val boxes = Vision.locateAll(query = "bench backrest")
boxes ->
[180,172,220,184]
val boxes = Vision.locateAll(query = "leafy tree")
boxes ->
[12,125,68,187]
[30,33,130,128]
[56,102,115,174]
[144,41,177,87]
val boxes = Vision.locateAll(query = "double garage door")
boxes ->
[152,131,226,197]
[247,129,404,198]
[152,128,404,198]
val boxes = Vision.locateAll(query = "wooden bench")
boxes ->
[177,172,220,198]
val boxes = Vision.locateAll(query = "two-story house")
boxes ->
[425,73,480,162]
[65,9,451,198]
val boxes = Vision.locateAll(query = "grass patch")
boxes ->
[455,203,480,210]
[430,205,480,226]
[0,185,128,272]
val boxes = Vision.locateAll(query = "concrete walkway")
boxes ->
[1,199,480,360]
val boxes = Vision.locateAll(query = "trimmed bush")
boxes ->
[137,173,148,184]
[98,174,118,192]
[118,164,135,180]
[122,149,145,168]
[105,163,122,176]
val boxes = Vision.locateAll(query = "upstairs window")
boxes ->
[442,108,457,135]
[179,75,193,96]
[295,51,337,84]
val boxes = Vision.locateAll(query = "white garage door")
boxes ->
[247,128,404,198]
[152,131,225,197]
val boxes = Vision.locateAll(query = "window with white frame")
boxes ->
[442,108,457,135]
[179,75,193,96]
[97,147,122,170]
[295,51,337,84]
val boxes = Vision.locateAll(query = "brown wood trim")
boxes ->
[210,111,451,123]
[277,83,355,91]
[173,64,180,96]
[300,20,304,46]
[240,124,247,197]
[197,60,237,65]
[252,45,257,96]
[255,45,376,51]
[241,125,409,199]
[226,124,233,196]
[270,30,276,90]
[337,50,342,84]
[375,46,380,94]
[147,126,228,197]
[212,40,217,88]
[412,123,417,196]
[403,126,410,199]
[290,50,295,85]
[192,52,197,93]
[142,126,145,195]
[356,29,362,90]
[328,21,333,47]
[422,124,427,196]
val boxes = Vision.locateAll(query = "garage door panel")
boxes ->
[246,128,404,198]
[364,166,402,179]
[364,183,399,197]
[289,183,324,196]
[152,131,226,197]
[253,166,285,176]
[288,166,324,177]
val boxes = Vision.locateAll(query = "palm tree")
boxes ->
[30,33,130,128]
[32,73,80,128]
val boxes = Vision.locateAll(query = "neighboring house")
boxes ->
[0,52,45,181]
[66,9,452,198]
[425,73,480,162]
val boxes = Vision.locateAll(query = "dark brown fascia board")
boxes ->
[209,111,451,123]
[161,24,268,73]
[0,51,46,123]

------------------------

Reproduce all of the lines above, replacing every occurrence of "garage door" with "roll-up door" and leaving everything else unchanged.

◆ **Problem solution**:
val boxes = Vision.locateAll(query = "bench backrest")
boxes ->
[180,172,220,184]
val boxes = Vision.locateAll(query = "leafy tree")
boxes ->
[12,125,68,187]
[30,33,130,128]
[56,102,115,174]
[144,41,177,87]
val boxes = Vision.locateAll(query = "double roll-up door")
boxes ->
[152,131,226,197]
[247,129,404,198]
[152,128,404,198]
val boxes = Vision.locateAll(query = "wooden bench")
boxes ->
[177,172,220,198]
val boxes = Vision.locateAll(query = "two-story house")
boxes ->
[425,73,480,162]
[65,9,451,198]
val boxes = Vision.locateAll(query = "grass patch")
boxes ->
[455,203,480,210]
[430,205,480,226]
[0,185,128,272]
val boxes = Vision.locateAll(query = "concrete walkway")
boxes ->
[1,199,480,360]
val boxes = Vision.locateAll(query = "trimmed bush")
boxes ->
[137,173,148,184]
[98,174,118,192]
[118,164,135,180]
[122,149,145,168]
[105,163,122,176]
val boxes = Vision.locateAll(query = "upstairs window")
boxes ->
[442,108,457,135]
[179,75,193,96]
[295,51,337,84]
val boxes = Vision.locateAll(query = "white roll-up door")
boxes ->
[247,128,404,198]
[152,131,225,197]
val boxes = Vision.locateAll(query = "window with white frame")
boxes ->
[442,108,457,135]
[179,75,193,96]
[97,147,122,170]
[295,51,337,84]
val boxes = Vision.locateAll(query = "brown wood trim")
boxes ->
[210,111,451,123]
[277,83,355,91]
[173,64,180,96]
[300,20,304,46]
[240,124,247,197]
[197,60,237,65]
[252,45,257,96]
[255,45,376,51]
[241,125,409,199]
[226,124,233,196]
[270,30,276,90]
[337,50,342,84]
[375,46,380,94]
[147,126,228,197]
[212,40,217,88]
[412,123,417,196]
[403,126,410,199]
[290,50,295,85]
[192,52,197,93]
[142,126,145,195]
[356,29,362,90]
[328,21,333,47]
[422,124,427,196]
val boxes = Vision.locateAll(query = "roll-up door panel")
boxes ->
[246,128,404,198]
[364,166,402,179]
[364,183,399,197]
[289,183,324,196]
[152,131,226,197]
[253,166,285,176]
[288,166,324,177]
val boxes = Vision.locateAll(query = "palm tree")
boxes ->
[30,33,130,128]
[32,73,80,128]
val boxes = Vision.locateAll(query = "neighboring house")
boxes ->
[0,52,45,181]
[66,9,452,198]
[425,73,480,162]
val boxes = Vision.locateAll(query = "dark brown fascia board")
boxes ->
[209,111,451,123]
[161,24,268,73]
[0,51,46,123]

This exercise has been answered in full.